Prompt >> Rewrite each of the rows below as a numbered list, omitting any blank lines.

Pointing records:
☆ ☆ ☆ ☆

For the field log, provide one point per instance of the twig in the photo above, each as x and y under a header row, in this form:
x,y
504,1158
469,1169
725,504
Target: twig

☆ ☆ ☆ ☆

Complete response >>
1. For the field log, provide one point per instance of the twig in the photo above, each as x and y under a header row, in this form:
2. x,y
3. 504,1158
4. 469,1169
5. 725,504
6. Target: twig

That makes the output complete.